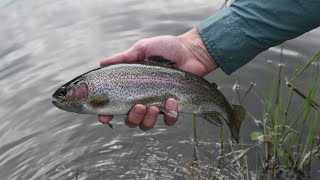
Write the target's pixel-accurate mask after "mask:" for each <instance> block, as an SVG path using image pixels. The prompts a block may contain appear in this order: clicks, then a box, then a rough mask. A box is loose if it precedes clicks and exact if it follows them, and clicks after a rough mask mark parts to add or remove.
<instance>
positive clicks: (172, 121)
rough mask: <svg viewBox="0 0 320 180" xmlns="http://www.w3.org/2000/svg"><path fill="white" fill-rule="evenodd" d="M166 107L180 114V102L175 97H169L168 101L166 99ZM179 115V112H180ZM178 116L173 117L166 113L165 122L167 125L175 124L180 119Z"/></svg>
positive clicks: (166, 107) (169, 125)
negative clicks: (177, 102)
mask: <svg viewBox="0 0 320 180" xmlns="http://www.w3.org/2000/svg"><path fill="white" fill-rule="evenodd" d="M165 108H166V109H168V110H171V111H174V112H177V114H178V103H177V101H176V100H175V99H173V98H169V99H168V100H167V101H166V106H165ZM178 116H179V114H178ZM178 116H177V117H176V118H175V117H172V116H170V115H167V114H165V115H164V123H165V124H166V125H167V126H172V125H174V124H175V123H176V122H177V120H178Z"/></svg>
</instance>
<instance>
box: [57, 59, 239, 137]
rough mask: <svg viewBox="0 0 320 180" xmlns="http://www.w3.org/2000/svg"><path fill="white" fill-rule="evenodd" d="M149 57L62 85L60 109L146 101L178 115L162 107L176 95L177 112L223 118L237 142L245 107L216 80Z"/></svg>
mask: <svg viewBox="0 0 320 180" xmlns="http://www.w3.org/2000/svg"><path fill="white" fill-rule="evenodd" d="M150 59H151V60H150ZM150 59H147V60H146V61H144V62H142V63H135V64H114V65H110V66H108V67H104V68H98V69H96V70H93V71H89V72H88V73H85V74H83V75H81V76H79V77H77V78H75V79H73V80H71V81H70V82H68V83H67V84H65V85H63V86H62V87H61V88H59V89H58V90H57V91H56V92H55V93H54V94H53V97H54V98H56V99H57V100H56V101H54V102H53V104H54V105H55V106H57V107H58V108H60V109H62V110H66V111H71V112H76V113H83V114H97V115H117V114H127V113H128V112H129V111H130V110H131V108H132V107H133V106H134V105H135V104H144V105H145V106H152V105H153V106H157V107H159V109H160V111H163V112H164V113H166V114H168V115H171V116H176V115H177V114H175V113H174V112H171V111H168V110H166V109H164V106H165V101H166V100H167V99H168V98H175V99H176V100H177V102H178V107H179V112H182V113H192V114H197V115H199V116H201V117H203V118H204V119H205V120H207V121H208V122H210V123H213V124H216V125H222V122H221V119H224V120H225V121H226V123H227V124H228V126H229V128H230V131H231V134H232V136H233V138H234V139H235V140H236V141H237V142H239V129H240V125H241V122H242V121H243V119H244V117H245V110H244V108H243V107H241V106H237V105H231V104H230V103H229V102H228V101H227V99H226V98H225V97H224V95H223V94H222V93H221V92H220V91H219V90H218V89H217V86H216V85H215V84H211V83H210V82H208V81H206V80H205V79H203V78H202V77H199V76H196V75H194V74H191V73H189V72H185V71H182V70H178V69H174V68H170V67H169V66H170V65H172V63H171V64H170V61H168V60H165V59H162V60H163V61H160V62H161V63H159V61H158V60H159V59H160V60H161V57H158V58H150ZM61 92H62V93H61Z"/></svg>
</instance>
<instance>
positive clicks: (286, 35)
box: [197, 0, 320, 74]
mask: <svg viewBox="0 0 320 180" xmlns="http://www.w3.org/2000/svg"><path fill="white" fill-rule="evenodd" d="M319 12H320V1H315V0H303V1H298V0H281V1H278V0H260V1H257V0H235V1H234V2H233V3H232V4H231V6H230V7H228V8H225V9H223V10H221V11H219V12H217V13H216V14H214V15H213V16H211V17H209V18H208V19H206V20H204V21H202V22H201V23H200V24H199V25H198V26H197V29H198V32H199V34H200V37H201V38H202V41H203V43H204V45H205V47H206V48H207V50H208V52H209V54H210V55H211V57H212V58H213V59H214V60H215V62H216V63H217V64H218V65H219V66H220V68H221V69H222V70H223V71H224V72H225V73H227V74H231V73H232V72H234V71H235V70H237V69H238V68H240V67H241V66H243V65H244V64H246V63H247V62H248V61H250V60H251V59H253V58H254V57H255V56H256V55H258V54H259V53H261V52H262V51H264V50H266V49H268V48H270V47H272V46H275V45H278V44H280V43H282V42H284V41H286V40H288V39H292V38H294V37H297V36H299V35H301V34H303V33H305V32H307V31H310V30H312V29H314V28H316V27H318V26H319V25H320V20H319V19H320V13H319Z"/></svg>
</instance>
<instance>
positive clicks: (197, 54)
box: [178, 28, 218, 73]
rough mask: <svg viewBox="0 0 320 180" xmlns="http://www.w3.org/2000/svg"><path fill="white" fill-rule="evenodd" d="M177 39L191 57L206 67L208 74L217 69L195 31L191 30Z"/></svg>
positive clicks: (211, 58)
mask: <svg viewBox="0 0 320 180" xmlns="http://www.w3.org/2000/svg"><path fill="white" fill-rule="evenodd" d="M178 39H180V41H181V42H182V44H183V45H184V46H185V47H186V48H187V49H188V51H189V52H190V53H191V54H192V56H193V57H195V58H196V59H197V60H198V61H200V62H201V63H202V64H203V65H204V66H205V67H206V69H207V71H208V73H210V72H211V71H213V70H215V69H217V68H218V65H217V63H216V62H215V60H214V59H213V58H212V57H211V55H210V53H209V52H208V50H207V48H206V47H205V45H204V43H203V41H202V39H201V37H200V35H199V33H198V31H197V29H195V28H193V29H191V30H190V31H188V32H186V33H184V34H182V35H180V36H178Z"/></svg>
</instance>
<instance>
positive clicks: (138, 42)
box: [100, 41, 145, 67]
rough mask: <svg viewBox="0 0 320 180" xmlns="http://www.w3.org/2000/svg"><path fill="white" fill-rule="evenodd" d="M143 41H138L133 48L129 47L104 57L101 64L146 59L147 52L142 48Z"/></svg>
mask: <svg viewBox="0 0 320 180" xmlns="http://www.w3.org/2000/svg"><path fill="white" fill-rule="evenodd" d="M141 42H142V41H138V42H137V43H136V44H134V45H133V46H132V47H131V48H129V49H128V50H126V51H123V52H121V53H119V54H116V55H114V56H111V57H108V58H106V59H103V60H102V61H100V66H101V67H104V66H108V65H111V64H116V63H121V62H122V63H130V62H135V61H142V60H144V59H145V53H144V50H143V48H142V45H141V44H142V43H141Z"/></svg>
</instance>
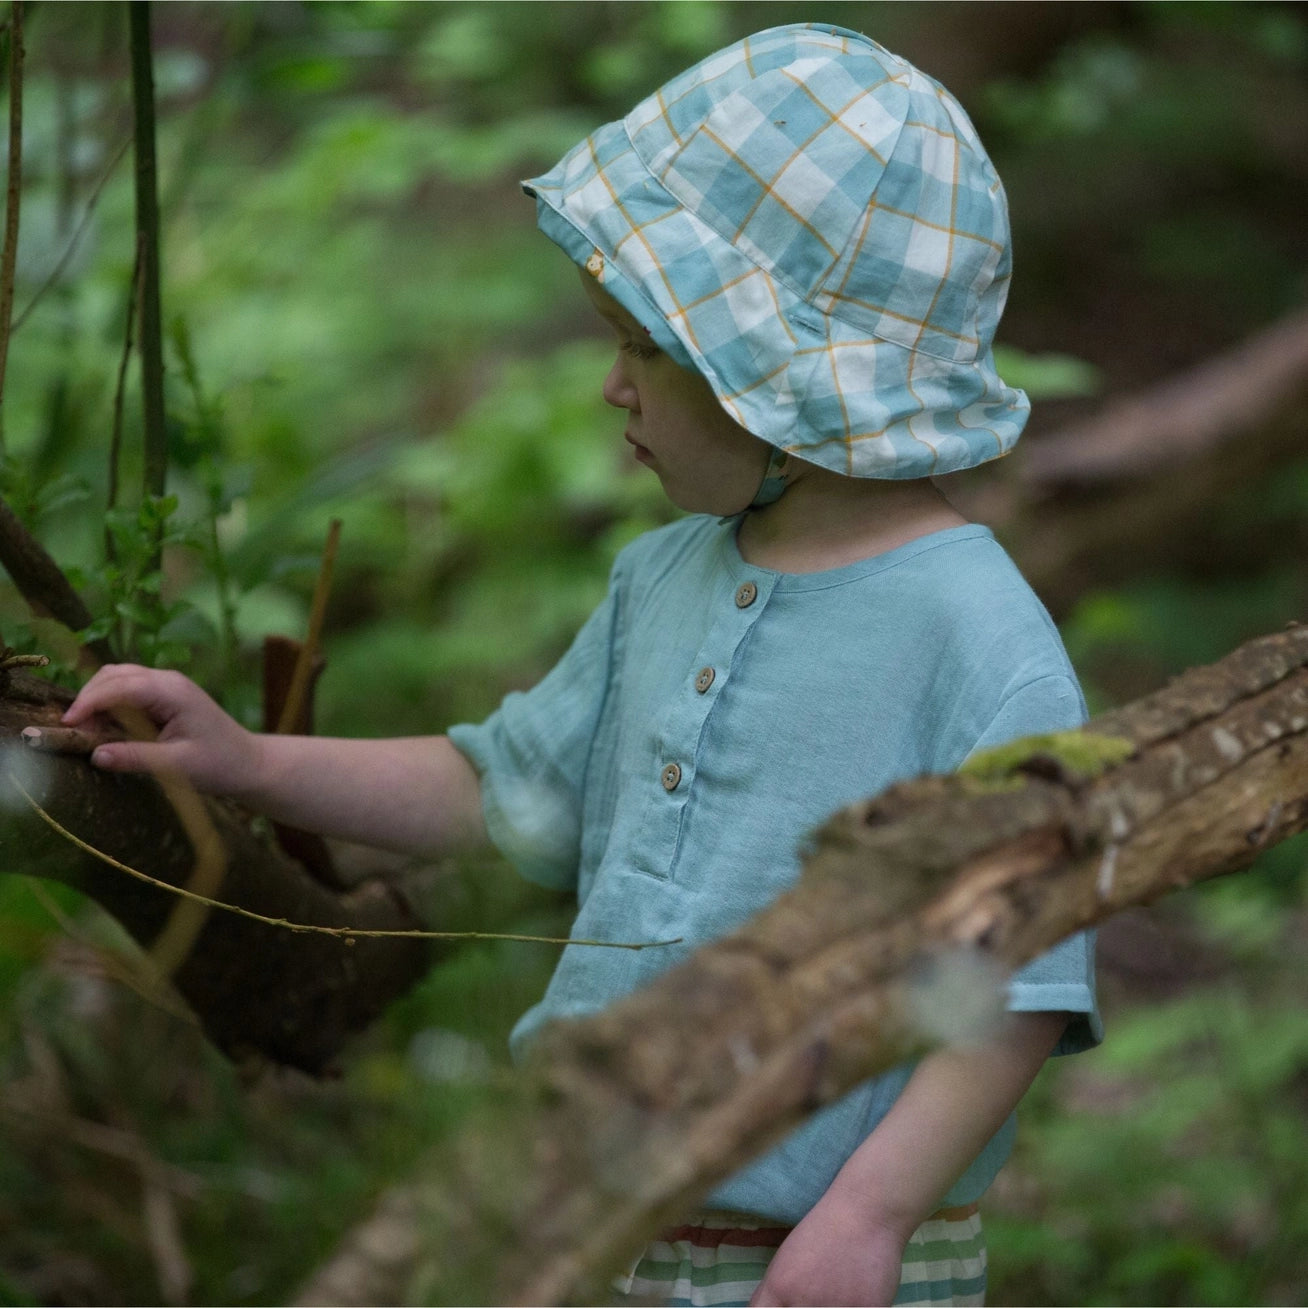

------------------------

Skip the pictures. Restate exactly the lines from the start of the entries through the line containing "positive clicks: (166, 107) (169, 125)", both ends included.

Write the target's pixel-accurate mask after "mask:" for each <instance> block, as an SVG path using image pixels. The prompts a block may contain appear in this order: clicks, then a box, then a rough mask. A box is loose if it precedes clicks and exact if it follows them, and clicks after a rough mask mark parts to add or remove.
<instance>
positive clicks: (172, 121)
rough mask: <svg viewBox="0 0 320 180" xmlns="http://www.w3.org/2000/svg"><path fill="white" fill-rule="evenodd" d="M166 107L180 114V102L175 97H169L168 101L166 99ZM179 115V112H180ZM178 116L173 117L166 113L165 122L167 125L175 124L180 119Z"/></svg>
positive clicks: (166, 107) (169, 125)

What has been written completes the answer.